:: Records provided

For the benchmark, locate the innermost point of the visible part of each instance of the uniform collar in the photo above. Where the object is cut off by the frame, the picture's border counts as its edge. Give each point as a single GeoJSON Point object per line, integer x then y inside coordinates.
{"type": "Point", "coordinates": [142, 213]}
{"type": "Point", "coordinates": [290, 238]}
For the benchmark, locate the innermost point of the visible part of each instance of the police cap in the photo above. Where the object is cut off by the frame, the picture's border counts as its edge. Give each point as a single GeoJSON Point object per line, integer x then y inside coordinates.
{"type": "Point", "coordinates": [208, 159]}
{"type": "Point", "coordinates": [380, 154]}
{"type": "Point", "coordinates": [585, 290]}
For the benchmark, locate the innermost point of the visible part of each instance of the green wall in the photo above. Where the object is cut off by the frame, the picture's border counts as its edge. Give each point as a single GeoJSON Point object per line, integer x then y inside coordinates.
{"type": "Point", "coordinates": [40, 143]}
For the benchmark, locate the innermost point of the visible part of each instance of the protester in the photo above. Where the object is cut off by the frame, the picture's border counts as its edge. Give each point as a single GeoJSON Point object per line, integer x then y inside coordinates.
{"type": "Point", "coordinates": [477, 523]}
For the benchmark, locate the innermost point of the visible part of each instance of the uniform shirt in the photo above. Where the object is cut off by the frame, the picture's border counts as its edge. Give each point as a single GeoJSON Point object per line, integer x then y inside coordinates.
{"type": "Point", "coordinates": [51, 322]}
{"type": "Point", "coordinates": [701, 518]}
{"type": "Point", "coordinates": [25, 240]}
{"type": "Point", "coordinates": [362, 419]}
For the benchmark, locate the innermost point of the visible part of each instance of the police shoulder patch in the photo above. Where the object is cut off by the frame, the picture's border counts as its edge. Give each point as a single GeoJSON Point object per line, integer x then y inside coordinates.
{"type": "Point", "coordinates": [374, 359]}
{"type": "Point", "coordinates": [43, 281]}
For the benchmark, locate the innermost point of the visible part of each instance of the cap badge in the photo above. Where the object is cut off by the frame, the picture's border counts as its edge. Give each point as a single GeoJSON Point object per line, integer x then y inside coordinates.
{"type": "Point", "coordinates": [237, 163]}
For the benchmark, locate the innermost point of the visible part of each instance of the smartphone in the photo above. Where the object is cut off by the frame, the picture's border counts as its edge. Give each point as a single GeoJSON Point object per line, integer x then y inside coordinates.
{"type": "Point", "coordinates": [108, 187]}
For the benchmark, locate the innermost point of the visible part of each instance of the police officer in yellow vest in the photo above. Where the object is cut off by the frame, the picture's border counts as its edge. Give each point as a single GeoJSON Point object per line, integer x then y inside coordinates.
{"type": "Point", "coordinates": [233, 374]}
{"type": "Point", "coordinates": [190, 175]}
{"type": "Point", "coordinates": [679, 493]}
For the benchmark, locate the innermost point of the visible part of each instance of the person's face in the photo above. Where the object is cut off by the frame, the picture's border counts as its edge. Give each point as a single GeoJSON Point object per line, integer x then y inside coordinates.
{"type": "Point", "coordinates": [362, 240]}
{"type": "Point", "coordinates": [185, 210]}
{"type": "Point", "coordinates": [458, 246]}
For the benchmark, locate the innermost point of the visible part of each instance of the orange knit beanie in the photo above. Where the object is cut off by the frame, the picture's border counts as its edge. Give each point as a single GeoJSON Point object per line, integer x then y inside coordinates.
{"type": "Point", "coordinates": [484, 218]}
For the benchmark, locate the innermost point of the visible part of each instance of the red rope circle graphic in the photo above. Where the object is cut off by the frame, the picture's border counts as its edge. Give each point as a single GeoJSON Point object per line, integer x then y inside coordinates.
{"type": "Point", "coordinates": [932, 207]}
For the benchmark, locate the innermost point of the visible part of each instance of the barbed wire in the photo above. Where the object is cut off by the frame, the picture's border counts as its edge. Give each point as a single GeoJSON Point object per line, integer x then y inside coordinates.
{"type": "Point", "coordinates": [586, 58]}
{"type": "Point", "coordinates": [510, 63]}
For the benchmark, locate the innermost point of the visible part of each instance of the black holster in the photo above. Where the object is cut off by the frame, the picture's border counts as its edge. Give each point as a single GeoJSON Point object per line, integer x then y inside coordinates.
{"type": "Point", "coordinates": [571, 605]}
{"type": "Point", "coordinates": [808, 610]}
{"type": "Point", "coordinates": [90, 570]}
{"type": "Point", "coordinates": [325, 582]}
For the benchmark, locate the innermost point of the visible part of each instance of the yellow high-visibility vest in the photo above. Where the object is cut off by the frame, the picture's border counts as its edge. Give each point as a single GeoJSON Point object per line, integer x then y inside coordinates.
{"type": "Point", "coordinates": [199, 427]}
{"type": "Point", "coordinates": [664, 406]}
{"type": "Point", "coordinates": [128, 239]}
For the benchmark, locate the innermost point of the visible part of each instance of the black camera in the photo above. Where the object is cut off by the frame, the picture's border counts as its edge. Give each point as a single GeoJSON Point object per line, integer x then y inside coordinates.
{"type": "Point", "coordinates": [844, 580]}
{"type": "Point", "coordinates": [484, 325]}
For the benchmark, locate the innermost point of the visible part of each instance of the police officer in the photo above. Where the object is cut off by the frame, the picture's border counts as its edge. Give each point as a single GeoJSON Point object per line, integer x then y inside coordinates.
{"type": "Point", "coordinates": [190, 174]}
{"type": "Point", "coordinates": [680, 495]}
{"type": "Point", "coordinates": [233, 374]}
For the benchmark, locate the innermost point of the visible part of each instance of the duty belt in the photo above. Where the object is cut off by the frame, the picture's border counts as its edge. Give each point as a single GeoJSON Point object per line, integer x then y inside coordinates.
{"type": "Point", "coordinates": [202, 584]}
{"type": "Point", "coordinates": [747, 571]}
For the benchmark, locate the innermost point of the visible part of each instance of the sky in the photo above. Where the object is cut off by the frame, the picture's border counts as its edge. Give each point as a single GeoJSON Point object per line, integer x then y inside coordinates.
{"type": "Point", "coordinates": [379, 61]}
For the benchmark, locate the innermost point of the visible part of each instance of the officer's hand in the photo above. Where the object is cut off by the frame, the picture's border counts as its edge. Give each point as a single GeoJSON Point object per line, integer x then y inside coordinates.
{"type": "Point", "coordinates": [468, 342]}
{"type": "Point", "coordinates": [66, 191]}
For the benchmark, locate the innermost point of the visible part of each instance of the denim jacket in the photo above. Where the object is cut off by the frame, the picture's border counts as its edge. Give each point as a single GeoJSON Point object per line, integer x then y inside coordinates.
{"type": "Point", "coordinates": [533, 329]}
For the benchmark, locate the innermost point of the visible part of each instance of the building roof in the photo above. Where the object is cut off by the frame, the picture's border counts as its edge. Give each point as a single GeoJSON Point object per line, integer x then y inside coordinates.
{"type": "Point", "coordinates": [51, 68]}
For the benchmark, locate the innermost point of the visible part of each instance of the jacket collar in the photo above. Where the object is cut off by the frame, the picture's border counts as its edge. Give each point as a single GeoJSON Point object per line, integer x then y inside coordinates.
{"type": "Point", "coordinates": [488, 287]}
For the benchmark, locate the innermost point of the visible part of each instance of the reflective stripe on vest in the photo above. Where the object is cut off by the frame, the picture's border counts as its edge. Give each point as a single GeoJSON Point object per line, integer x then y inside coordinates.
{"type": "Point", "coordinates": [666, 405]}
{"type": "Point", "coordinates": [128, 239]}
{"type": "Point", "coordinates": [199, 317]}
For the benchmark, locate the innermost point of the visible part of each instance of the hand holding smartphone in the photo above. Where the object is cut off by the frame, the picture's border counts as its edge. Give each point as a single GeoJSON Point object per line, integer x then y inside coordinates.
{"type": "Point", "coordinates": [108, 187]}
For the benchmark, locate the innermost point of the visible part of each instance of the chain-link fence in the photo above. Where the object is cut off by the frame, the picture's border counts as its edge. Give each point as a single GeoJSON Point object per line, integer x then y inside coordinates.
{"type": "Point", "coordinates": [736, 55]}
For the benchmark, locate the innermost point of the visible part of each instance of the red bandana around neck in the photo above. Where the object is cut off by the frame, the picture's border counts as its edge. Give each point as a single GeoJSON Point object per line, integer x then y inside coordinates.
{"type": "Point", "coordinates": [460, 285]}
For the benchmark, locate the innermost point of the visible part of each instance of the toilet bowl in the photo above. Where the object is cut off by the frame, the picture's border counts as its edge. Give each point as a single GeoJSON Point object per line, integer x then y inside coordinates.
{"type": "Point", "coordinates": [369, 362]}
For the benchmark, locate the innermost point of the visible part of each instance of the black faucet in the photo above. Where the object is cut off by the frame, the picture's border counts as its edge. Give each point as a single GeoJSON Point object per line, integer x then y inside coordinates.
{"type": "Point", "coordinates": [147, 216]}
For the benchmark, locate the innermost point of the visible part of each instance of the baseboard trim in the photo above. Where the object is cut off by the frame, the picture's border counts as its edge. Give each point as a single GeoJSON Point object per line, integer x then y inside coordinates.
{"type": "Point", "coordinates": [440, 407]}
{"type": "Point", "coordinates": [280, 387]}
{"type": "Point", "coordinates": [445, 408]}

::::

● **What to do**
Print only the lines from the one with "of the baseboard" to the end of the records, both included.

● **Answer below**
For the benchmark, locate the innermost point of the visible part of each instance of the baseboard trim in the photo above. Where the object is cut off by the frame, the picture's border counts as its edge. Give each point as a single GeoJSON Point object per line, integer x then y inside coordinates.
{"type": "Point", "coordinates": [440, 407]}
{"type": "Point", "coordinates": [280, 387]}
{"type": "Point", "coordinates": [445, 408]}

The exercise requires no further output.